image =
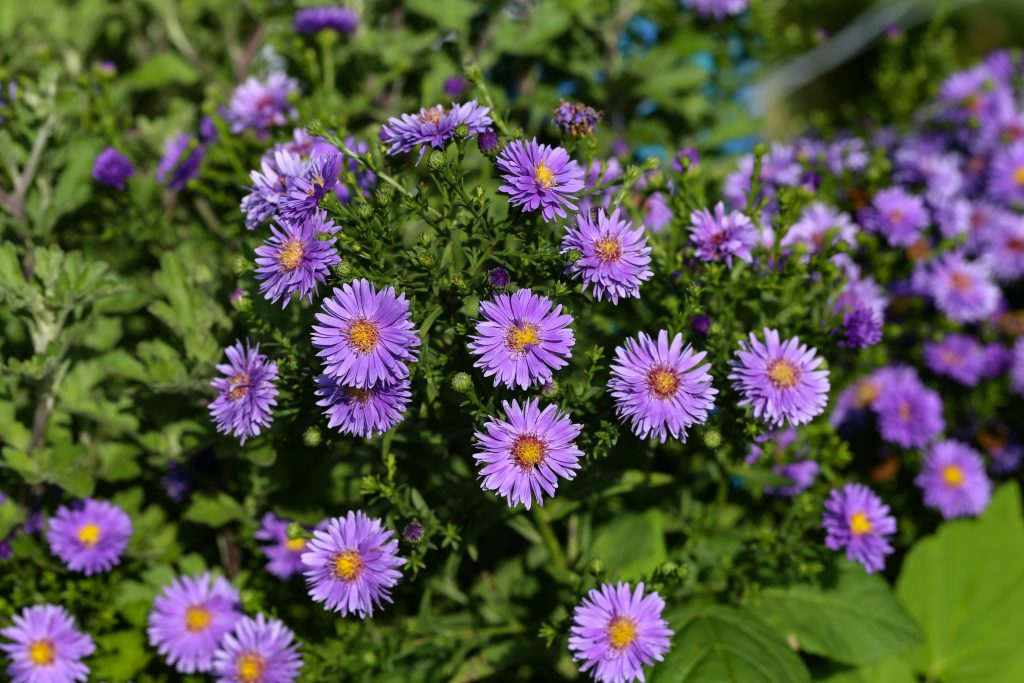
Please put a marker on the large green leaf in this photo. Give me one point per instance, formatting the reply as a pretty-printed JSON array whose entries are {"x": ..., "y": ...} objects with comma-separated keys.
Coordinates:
[
  {"x": 964, "y": 587},
  {"x": 631, "y": 545},
  {"x": 720, "y": 644},
  {"x": 857, "y": 622}
]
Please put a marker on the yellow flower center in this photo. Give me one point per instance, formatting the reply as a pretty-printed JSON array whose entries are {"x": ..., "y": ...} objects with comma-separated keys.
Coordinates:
[
  {"x": 960, "y": 282},
  {"x": 544, "y": 176},
  {"x": 364, "y": 336},
  {"x": 782, "y": 374},
  {"x": 291, "y": 255},
  {"x": 867, "y": 391},
  {"x": 952, "y": 475},
  {"x": 251, "y": 668},
  {"x": 663, "y": 382},
  {"x": 608, "y": 249},
  {"x": 348, "y": 565},
  {"x": 198, "y": 619},
  {"x": 520, "y": 336},
  {"x": 238, "y": 386},
  {"x": 1019, "y": 175},
  {"x": 859, "y": 523},
  {"x": 622, "y": 632},
  {"x": 42, "y": 652},
  {"x": 88, "y": 535},
  {"x": 528, "y": 451}
]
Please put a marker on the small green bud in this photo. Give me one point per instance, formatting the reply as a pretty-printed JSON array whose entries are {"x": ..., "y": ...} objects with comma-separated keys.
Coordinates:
[
  {"x": 713, "y": 438},
  {"x": 311, "y": 437},
  {"x": 435, "y": 161},
  {"x": 462, "y": 382}
]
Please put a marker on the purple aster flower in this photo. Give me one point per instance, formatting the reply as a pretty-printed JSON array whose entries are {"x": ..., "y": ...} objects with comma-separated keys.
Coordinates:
[
  {"x": 953, "y": 480},
  {"x": 246, "y": 392},
  {"x": 270, "y": 184},
  {"x": 909, "y": 414},
  {"x": 614, "y": 259},
  {"x": 259, "y": 104},
  {"x": 577, "y": 119},
  {"x": 539, "y": 176},
  {"x": 90, "y": 539},
  {"x": 176, "y": 167},
  {"x": 523, "y": 457},
  {"x": 433, "y": 126},
  {"x": 366, "y": 335},
  {"x": 721, "y": 236},
  {"x": 1017, "y": 368},
  {"x": 718, "y": 9},
  {"x": 660, "y": 386},
  {"x": 455, "y": 86},
  {"x": 856, "y": 519},
  {"x": 258, "y": 650},
  {"x": 656, "y": 212},
  {"x": 313, "y": 19},
  {"x": 780, "y": 380},
  {"x": 802, "y": 473},
  {"x": 363, "y": 412},
  {"x": 306, "y": 191},
  {"x": 1003, "y": 249},
  {"x": 861, "y": 328},
  {"x": 352, "y": 564},
  {"x": 957, "y": 356},
  {"x": 499, "y": 278},
  {"x": 616, "y": 630},
  {"x": 112, "y": 168},
  {"x": 1006, "y": 176},
  {"x": 963, "y": 290},
  {"x": 295, "y": 259},
  {"x": 898, "y": 216},
  {"x": 521, "y": 338},
  {"x": 814, "y": 224},
  {"x": 46, "y": 647},
  {"x": 188, "y": 620},
  {"x": 284, "y": 554}
]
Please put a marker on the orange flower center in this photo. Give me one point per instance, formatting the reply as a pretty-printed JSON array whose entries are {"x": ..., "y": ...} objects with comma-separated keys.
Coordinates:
[
  {"x": 952, "y": 475},
  {"x": 528, "y": 451},
  {"x": 782, "y": 375},
  {"x": 663, "y": 382},
  {"x": 859, "y": 523},
  {"x": 364, "y": 336},
  {"x": 622, "y": 632},
  {"x": 42, "y": 652},
  {"x": 89, "y": 535},
  {"x": 291, "y": 255},
  {"x": 251, "y": 666},
  {"x": 520, "y": 336},
  {"x": 348, "y": 565},
  {"x": 608, "y": 249},
  {"x": 544, "y": 176},
  {"x": 198, "y": 619}
]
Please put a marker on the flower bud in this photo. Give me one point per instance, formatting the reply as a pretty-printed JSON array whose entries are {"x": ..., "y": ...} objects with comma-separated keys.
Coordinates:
[{"x": 462, "y": 382}]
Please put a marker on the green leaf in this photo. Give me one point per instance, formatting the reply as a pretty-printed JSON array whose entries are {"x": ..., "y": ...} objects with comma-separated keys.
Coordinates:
[
  {"x": 856, "y": 622},
  {"x": 215, "y": 510},
  {"x": 964, "y": 587},
  {"x": 632, "y": 545},
  {"x": 720, "y": 644}
]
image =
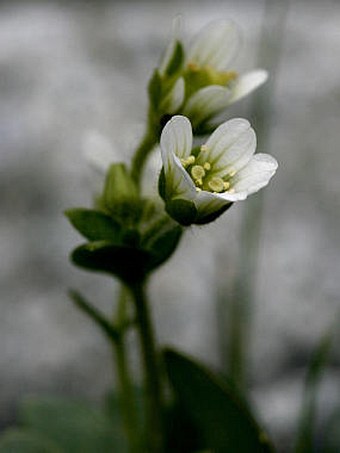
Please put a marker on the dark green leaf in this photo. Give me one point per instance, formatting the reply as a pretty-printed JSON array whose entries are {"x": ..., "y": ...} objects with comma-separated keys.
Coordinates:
[
  {"x": 203, "y": 219},
  {"x": 155, "y": 89},
  {"x": 163, "y": 243},
  {"x": 25, "y": 441},
  {"x": 225, "y": 422},
  {"x": 74, "y": 427},
  {"x": 127, "y": 263},
  {"x": 94, "y": 225},
  {"x": 176, "y": 61},
  {"x": 182, "y": 436},
  {"x": 183, "y": 211}
]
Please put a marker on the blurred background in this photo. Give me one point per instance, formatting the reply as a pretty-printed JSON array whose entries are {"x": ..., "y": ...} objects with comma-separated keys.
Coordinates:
[{"x": 73, "y": 76}]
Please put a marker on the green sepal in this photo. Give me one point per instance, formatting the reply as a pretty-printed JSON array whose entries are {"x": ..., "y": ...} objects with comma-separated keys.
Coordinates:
[
  {"x": 128, "y": 263},
  {"x": 181, "y": 210},
  {"x": 155, "y": 89},
  {"x": 94, "y": 225},
  {"x": 120, "y": 195},
  {"x": 202, "y": 220},
  {"x": 213, "y": 405},
  {"x": 162, "y": 184},
  {"x": 176, "y": 61}
]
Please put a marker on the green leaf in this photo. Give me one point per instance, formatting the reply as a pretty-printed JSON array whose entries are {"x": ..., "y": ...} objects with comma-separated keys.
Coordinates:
[
  {"x": 181, "y": 210},
  {"x": 127, "y": 263},
  {"x": 225, "y": 422},
  {"x": 25, "y": 441},
  {"x": 332, "y": 435},
  {"x": 182, "y": 436},
  {"x": 176, "y": 61},
  {"x": 203, "y": 219},
  {"x": 94, "y": 225},
  {"x": 305, "y": 433},
  {"x": 74, "y": 427},
  {"x": 155, "y": 89},
  {"x": 163, "y": 243}
]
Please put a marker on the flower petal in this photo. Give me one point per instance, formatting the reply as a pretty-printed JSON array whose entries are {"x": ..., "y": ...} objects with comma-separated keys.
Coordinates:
[
  {"x": 255, "y": 175},
  {"x": 247, "y": 83},
  {"x": 176, "y": 138},
  {"x": 178, "y": 183},
  {"x": 230, "y": 147},
  {"x": 215, "y": 45},
  {"x": 174, "y": 99},
  {"x": 208, "y": 202},
  {"x": 206, "y": 103}
]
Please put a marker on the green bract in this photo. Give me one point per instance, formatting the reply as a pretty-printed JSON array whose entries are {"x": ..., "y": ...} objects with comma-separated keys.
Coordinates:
[{"x": 199, "y": 184}]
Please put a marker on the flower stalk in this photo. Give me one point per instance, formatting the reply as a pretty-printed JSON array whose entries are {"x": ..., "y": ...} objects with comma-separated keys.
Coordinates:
[{"x": 153, "y": 399}]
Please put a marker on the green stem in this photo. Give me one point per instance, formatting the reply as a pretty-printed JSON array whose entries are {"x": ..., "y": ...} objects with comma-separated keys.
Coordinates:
[
  {"x": 146, "y": 145},
  {"x": 151, "y": 371},
  {"x": 127, "y": 397},
  {"x": 127, "y": 403}
]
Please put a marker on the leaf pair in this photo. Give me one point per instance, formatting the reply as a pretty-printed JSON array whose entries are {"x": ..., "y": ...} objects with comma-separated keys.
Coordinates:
[{"x": 128, "y": 253}]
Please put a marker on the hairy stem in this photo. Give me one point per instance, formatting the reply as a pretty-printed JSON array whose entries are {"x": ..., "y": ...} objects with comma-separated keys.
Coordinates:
[{"x": 153, "y": 403}]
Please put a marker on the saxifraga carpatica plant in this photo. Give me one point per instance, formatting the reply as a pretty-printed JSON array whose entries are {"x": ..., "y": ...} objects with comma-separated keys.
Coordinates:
[{"x": 129, "y": 236}]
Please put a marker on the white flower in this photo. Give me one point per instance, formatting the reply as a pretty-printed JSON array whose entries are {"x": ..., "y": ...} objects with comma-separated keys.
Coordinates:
[
  {"x": 210, "y": 84},
  {"x": 203, "y": 182}
]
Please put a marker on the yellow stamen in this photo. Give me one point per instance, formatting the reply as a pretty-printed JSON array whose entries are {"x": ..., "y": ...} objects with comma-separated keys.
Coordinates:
[
  {"x": 197, "y": 172},
  {"x": 188, "y": 161},
  {"x": 216, "y": 184}
]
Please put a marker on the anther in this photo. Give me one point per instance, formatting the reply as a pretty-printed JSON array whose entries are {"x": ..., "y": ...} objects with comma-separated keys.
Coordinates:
[
  {"x": 188, "y": 161},
  {"x": 197, "y": 172},
  {"x": 216, "y": 184}
]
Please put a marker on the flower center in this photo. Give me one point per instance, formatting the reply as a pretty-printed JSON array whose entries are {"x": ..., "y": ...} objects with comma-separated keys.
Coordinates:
[{"x": 203, "y": 176}]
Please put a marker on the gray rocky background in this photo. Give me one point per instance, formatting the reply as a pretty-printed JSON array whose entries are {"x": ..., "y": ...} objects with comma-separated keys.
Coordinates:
[{"x": 72, "y": 72}]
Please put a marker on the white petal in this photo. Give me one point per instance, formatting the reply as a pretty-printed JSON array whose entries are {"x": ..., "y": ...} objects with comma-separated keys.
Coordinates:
[
  {"x": 176, "y": 138},
  {"x": 176, "y": 32},
  {"x": 174, "y": 98},
  {"x": 230, "y": 147},
  {"x": 178, "y": 183},
  {"x": 208, "y": 202},
  {"x": 255, "y": 175},
  {"x": 215, "y": 45},
  {"x": 247, "y": 83},
  {"x": 206, "y": 103}
]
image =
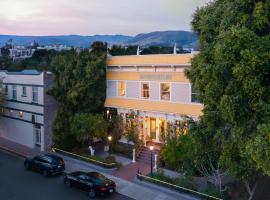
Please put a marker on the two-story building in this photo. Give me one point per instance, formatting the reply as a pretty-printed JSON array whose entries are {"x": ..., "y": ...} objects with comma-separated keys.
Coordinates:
[
  {"x": 153, "y": 86},
  {"x": 28, "y": 113}
]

━━━━━━━━━━━━━━━━━━━━━━━━━━━━━━

■ Exercise goal
Please return only the lines above, starting at the line that has "Please put a marker on the yellow flower" and ending at the line that has "Please put a marker on the purple", keeping both and leaving each one unchanged.

■ Answer below
Please put a marker on the yellow flower center in this photo. Give me one point per instance, formatting the reply as a pretty-printed JSON array whose entries are {"x": ..., "y": ...} objects with comma-separated keys.
Coordinates:
[
  {"x": 960, "y": 282},
  {"x": 544, "y": 176},
  {"x": 364, "y": 336},
  {"x": 782, "y": 374},
  {"x": 291, "y": 255},
  {"x": 867, "y": 391},
  {"x": 952, "y": 475},
  {"x": 251, "y": 668},
  {"x": 663, "y": 382},
  {"x": 608, "y": 249},
  {"x": 348, "y": 565},
  {"x": 198, "y": 619},
  {"x": 520, "y": 336},
  {"x": 238, "y": 386},
  {"x": 1019, "y": 175},
  {"x": 859, "y": 523},
  {"x": 622, "y": 632},
  {"x": 42, "y": 652},
  {"x": 88, "y": 535},
  {"x": 528, "y": 451}
]
Please put a marker on the small green bud in this photo. Give me one point per instance, formatting the reply as a pretty-printed JSON array whose entries are {"x": ..., "y": ...} objects with comma-separated keys.
Coordinates:
[
  {"x": 713, "y": 438},
  {"x": 311, "y": 437},
  {"x": 435, "y": 161},
  {"x": 462, "y": 382}
]
Please put a marker on the purple aster flower in this photo. Give me one point per instance, formatting the reply as a pretty-printed JSON array whose entries are {"x": ..., "y": ...} objects with comma-separated keys.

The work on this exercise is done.